Top of Document passage
Credit enhancement measures, such as a bank letter of credit or a credit insurance wrapper to back the bond issue, are usually put in place at the time of the deal to boost ratings.

Despite the advantages offered by securitisation, it fell out of fashion as a method of financing as rising insolvency rates amongst clubs dampened investor confidence post 2003.

However, with the £260 million Arsenal securitisation completed in July 2006 (by far the biggest to date) it appears that the biggest clubs might once again be considering securitisation as a long term financing mechanism.

Arsenal's aim was to refinance the bank debt it had incurred in constructing the Emirate's Stadium. So the money raised by the issue of fixed and floating rate bonds was used to pay off its existing debts, saving around £1.2million a year on interest payments. The Arsenal securitisation is structured on a secured loan basis in respect of anticipated ticket revenues over the next 25 years.
Bottom of Document passage
◆ Study questions ◆
A – Summarize the passage on club securitisation in two sentences.
B – Copy word for word the part of the passage on club securitisation between "Credit enhancement measures, such" and "to boost ratings.", inclusive.
The data that comes next has nothing to do with the passage on club securitisation.
Top of Data section
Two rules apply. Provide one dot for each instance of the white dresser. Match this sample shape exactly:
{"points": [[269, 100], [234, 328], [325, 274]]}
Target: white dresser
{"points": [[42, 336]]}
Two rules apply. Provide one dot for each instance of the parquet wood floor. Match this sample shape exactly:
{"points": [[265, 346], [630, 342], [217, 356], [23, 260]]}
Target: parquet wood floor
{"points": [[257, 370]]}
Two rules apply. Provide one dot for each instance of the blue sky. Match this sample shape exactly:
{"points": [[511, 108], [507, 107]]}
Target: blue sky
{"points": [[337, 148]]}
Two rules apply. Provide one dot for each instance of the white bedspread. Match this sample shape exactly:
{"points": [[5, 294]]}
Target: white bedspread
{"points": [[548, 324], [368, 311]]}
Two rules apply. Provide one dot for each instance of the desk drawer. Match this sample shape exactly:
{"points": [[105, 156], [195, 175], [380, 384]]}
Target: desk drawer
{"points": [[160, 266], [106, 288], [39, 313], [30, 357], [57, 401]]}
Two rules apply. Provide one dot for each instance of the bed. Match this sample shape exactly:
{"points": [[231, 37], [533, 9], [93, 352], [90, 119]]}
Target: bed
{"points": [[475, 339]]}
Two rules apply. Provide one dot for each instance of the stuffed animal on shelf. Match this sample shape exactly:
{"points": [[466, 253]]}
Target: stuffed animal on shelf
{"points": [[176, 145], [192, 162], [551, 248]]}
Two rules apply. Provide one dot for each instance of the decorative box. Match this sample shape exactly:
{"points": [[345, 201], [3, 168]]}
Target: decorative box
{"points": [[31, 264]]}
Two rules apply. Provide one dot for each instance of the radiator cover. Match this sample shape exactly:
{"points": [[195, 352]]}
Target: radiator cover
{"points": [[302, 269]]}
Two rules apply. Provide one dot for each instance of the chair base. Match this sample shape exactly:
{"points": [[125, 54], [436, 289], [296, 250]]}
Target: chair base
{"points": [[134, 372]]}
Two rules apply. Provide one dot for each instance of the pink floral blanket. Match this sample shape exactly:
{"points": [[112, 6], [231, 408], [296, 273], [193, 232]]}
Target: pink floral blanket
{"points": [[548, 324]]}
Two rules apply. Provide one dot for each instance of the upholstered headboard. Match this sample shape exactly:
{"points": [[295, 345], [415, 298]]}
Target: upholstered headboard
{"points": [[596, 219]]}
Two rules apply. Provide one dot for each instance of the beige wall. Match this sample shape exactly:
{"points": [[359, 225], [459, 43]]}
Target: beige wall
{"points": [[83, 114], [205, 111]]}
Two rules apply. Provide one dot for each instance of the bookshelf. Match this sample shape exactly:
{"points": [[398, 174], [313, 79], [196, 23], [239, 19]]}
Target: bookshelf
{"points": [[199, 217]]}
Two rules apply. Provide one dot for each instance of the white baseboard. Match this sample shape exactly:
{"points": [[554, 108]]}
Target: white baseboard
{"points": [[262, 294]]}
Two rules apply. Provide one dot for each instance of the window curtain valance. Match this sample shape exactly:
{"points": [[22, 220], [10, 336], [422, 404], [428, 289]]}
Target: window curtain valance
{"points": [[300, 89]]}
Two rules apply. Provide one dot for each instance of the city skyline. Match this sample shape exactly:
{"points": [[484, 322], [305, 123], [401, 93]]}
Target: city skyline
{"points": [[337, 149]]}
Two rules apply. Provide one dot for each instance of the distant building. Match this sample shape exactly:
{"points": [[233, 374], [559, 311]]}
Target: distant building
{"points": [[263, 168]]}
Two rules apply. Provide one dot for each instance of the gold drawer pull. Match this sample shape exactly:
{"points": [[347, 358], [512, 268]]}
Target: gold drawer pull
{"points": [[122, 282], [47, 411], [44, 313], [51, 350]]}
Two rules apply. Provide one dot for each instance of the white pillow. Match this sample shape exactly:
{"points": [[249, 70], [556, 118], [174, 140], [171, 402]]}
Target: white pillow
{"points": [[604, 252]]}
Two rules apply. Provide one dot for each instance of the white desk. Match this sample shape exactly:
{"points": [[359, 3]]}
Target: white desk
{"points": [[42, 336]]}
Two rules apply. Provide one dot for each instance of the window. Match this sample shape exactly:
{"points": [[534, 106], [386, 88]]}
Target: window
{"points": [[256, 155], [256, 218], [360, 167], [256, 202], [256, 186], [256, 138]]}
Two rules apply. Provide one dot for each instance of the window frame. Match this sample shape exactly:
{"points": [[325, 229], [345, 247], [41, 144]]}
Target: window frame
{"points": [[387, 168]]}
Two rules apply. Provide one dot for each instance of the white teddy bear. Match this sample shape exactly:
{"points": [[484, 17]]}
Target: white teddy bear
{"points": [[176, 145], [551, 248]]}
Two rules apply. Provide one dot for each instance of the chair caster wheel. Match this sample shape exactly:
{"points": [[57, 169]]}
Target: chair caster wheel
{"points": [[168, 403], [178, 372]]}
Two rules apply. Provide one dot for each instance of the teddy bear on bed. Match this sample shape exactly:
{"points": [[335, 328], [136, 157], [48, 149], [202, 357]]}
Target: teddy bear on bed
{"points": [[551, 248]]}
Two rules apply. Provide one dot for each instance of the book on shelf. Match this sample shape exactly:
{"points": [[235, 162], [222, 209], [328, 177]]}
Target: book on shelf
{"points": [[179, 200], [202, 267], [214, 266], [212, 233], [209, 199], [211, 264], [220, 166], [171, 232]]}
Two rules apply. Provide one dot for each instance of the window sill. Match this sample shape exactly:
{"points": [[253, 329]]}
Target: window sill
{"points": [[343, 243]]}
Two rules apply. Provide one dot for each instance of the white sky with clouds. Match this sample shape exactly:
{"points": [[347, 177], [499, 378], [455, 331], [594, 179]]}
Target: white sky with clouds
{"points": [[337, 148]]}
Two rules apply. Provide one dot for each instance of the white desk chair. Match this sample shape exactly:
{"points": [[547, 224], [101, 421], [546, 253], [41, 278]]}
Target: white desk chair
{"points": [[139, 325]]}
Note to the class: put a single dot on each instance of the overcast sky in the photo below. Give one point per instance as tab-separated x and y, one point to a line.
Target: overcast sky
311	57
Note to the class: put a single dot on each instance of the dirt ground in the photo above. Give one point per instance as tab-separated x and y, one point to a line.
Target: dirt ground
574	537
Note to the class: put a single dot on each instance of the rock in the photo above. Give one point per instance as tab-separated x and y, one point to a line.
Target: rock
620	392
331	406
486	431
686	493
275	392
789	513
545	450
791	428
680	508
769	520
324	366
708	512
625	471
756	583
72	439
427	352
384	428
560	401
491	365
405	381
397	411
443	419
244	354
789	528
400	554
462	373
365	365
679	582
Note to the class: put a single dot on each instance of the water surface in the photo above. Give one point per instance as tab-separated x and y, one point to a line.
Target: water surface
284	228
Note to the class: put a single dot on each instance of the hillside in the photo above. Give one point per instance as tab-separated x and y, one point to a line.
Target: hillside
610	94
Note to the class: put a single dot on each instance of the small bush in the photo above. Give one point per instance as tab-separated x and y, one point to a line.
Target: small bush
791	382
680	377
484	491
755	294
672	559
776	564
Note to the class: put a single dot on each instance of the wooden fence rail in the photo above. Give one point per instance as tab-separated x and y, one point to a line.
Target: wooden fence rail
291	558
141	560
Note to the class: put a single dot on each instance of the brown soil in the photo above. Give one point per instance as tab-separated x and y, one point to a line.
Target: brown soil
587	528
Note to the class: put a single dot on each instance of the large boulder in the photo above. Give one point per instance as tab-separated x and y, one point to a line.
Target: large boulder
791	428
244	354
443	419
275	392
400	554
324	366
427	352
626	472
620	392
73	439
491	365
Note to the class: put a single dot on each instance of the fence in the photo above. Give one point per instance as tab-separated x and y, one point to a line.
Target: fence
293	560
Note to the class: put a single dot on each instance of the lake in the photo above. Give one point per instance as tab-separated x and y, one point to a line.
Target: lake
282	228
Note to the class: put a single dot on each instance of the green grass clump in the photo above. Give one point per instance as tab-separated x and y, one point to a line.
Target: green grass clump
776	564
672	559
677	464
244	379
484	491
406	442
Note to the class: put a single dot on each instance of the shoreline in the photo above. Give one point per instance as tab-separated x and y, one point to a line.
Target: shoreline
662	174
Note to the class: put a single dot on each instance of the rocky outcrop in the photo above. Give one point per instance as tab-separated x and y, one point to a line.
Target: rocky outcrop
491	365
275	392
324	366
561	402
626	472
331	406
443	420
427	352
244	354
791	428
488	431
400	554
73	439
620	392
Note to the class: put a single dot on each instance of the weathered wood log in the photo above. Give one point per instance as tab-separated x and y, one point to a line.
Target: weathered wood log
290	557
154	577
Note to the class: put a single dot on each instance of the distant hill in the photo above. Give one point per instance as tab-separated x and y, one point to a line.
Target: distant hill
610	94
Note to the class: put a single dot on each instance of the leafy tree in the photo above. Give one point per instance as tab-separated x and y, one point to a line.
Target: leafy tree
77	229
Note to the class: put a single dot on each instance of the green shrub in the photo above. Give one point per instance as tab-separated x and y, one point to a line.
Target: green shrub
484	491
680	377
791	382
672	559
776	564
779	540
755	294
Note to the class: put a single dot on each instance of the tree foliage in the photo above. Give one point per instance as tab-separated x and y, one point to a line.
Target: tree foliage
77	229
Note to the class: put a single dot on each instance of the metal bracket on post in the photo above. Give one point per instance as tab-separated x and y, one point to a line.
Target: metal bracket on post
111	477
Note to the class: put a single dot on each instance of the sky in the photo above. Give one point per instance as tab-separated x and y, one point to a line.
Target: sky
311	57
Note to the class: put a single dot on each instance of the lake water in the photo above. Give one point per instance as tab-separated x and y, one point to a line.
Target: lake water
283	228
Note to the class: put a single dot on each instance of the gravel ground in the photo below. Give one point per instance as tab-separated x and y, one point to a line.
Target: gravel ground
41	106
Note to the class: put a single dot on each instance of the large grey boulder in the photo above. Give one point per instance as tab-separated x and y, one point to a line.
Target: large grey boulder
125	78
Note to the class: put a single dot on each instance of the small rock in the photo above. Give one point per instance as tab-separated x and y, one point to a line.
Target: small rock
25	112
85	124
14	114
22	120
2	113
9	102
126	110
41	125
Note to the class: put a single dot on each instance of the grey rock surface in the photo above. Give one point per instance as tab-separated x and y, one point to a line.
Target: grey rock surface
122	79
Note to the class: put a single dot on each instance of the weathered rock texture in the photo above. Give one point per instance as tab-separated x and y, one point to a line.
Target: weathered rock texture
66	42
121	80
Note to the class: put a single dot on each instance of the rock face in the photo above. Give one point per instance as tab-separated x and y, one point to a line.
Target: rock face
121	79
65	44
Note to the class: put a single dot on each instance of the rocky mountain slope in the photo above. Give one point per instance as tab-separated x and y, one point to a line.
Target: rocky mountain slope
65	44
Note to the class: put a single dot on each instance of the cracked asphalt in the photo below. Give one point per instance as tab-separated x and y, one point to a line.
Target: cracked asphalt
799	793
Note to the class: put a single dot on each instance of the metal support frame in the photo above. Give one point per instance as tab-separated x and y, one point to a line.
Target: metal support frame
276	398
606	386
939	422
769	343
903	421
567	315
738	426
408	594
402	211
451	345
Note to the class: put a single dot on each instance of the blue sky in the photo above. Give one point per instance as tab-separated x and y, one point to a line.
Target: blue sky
Bottom of Data section
◆ Answer section ◆
A – Securitisation fell out of fashion as a way of financing after 2003, when rising insolvency rates among clubs dampened investor confidence, but Arsenal's £260 million deal in July 2006 suggests the biggest clubs may again be considering it as a long-term financing mechanism. Arsenal used the money raised by issuing fixed and floating rate bonds to pay off the bank debt from building its stadium, saving around £1.2 million a year in interest, and the deal is structured as a secured loan against anticipated ticket revenues over the next 25 years.

B –
Credit enhancement measures, such as a bank letter of credit or a credit insurance wrapper to back the bond issue, are usually put in place at the time of the deal to boost ratings.